_Goal_
Can you output, character for character, the lines of the records below from the line with "Mark the region of every instance of the white" up to and including the line with "41], [141, 40]]"?

· · · · ·

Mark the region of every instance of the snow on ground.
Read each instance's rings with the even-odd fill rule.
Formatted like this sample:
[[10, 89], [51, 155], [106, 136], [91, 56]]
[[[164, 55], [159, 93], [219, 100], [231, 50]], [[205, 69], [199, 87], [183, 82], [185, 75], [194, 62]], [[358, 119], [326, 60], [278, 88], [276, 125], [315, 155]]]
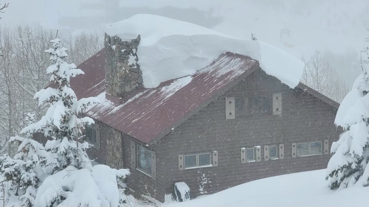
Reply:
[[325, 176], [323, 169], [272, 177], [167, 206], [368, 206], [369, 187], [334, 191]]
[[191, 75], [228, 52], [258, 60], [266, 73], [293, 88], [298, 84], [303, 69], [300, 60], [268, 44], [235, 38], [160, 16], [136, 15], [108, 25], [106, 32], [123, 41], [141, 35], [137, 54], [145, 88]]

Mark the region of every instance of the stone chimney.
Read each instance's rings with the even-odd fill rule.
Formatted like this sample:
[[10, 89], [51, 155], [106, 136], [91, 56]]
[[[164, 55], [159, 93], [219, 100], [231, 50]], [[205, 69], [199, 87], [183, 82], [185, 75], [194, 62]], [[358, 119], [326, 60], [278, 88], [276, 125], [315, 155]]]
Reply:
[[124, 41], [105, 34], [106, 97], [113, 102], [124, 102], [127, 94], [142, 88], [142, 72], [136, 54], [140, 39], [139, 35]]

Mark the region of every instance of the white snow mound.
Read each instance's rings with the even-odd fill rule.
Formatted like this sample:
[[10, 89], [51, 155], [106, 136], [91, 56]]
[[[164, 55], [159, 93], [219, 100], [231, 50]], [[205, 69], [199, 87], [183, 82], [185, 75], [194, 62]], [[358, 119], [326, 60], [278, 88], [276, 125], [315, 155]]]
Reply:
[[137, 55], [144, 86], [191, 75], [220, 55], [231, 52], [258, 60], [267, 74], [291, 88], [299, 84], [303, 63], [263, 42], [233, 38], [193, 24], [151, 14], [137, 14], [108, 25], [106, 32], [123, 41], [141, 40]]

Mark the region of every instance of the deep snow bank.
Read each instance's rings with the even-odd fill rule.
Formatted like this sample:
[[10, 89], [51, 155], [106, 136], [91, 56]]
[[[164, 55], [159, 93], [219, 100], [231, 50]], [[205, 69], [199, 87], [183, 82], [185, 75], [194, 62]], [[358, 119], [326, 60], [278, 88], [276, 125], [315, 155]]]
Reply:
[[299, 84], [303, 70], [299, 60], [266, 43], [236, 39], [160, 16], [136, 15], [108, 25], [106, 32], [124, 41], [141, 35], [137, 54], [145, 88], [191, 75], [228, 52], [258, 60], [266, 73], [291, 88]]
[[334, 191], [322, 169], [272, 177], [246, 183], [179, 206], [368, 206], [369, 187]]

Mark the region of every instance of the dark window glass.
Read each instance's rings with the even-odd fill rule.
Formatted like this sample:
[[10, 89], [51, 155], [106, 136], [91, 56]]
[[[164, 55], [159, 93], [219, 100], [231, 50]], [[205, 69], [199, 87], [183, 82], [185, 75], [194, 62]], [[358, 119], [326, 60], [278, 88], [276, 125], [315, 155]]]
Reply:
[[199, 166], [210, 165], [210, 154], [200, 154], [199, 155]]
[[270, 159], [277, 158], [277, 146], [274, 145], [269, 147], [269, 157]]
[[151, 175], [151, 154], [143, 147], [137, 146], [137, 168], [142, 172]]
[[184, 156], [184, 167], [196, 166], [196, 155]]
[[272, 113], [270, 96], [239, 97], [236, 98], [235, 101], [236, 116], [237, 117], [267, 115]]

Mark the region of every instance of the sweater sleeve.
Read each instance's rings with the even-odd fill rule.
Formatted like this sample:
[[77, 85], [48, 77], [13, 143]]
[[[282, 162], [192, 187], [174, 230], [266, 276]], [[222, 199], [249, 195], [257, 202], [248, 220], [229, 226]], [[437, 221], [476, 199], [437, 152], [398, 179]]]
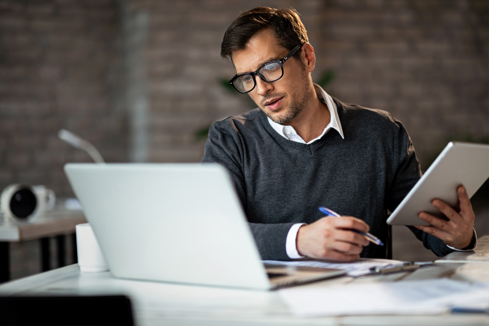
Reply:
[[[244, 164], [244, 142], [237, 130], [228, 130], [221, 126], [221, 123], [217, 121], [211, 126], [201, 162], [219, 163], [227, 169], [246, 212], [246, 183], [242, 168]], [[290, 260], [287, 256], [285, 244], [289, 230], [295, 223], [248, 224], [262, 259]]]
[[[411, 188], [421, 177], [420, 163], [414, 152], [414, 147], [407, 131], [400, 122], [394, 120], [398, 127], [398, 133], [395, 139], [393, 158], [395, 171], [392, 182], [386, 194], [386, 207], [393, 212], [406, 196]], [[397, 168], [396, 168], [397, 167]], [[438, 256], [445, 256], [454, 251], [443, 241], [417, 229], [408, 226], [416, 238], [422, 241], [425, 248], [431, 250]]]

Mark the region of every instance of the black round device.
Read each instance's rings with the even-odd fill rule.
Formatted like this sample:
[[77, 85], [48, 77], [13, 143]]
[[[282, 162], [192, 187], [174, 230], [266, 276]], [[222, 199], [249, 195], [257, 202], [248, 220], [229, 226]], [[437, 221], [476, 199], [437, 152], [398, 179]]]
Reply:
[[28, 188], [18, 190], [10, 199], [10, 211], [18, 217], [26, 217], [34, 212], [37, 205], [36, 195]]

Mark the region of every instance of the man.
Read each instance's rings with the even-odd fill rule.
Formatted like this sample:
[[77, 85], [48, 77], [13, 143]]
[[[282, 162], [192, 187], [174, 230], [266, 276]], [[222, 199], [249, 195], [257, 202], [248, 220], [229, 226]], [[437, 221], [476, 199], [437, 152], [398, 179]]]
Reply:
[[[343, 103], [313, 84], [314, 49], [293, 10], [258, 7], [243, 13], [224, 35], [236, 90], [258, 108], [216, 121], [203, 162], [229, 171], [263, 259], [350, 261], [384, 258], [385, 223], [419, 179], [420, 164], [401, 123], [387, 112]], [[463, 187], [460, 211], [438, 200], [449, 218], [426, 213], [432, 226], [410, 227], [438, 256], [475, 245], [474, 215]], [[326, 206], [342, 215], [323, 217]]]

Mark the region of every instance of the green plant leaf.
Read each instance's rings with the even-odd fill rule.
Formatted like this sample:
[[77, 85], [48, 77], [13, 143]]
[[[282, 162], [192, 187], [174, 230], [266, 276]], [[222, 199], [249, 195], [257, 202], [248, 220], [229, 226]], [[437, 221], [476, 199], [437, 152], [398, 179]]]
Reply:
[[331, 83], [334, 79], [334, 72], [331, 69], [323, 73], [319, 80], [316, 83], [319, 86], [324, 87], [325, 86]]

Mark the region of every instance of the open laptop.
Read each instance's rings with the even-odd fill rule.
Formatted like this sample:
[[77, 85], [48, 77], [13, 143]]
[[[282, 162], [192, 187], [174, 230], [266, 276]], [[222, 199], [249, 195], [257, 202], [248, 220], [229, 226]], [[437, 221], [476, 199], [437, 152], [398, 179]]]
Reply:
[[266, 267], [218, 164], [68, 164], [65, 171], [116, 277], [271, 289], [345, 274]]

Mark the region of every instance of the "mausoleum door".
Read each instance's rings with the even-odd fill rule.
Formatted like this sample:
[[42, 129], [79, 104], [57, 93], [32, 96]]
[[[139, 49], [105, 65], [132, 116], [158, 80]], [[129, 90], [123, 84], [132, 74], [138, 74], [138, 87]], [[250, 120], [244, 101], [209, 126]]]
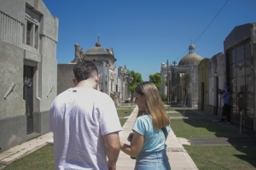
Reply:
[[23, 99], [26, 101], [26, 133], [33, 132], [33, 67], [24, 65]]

· · · · ·

_Written response_
Mark the region of every instance of the white snow mound.
Read each instance's rings with the even-odd fill rule.
Formatted like this sample:
[[10, 89], [51, 155], [106, 136], [91, 56]]
[[[164, 55], [159, 93], [219, 100], [231, 50]], [[205, 69], [199, 87], [183, 82], [185, 75], [194, 62]], [[358, 119], [326, 60], [278, 88], [276, 125], [315, 155]]]
Reply:
[[137, 55], [144, 86], [191, 75], [220, 55], [231, 52], [258, 60], [267, 74], [291, 88], [299, 84], [303, 63], [263, 42], [233, 38], [193, 24], [151, 14], [137, 14], [108, 25], [106, 32], [123, 41], [141, 40]]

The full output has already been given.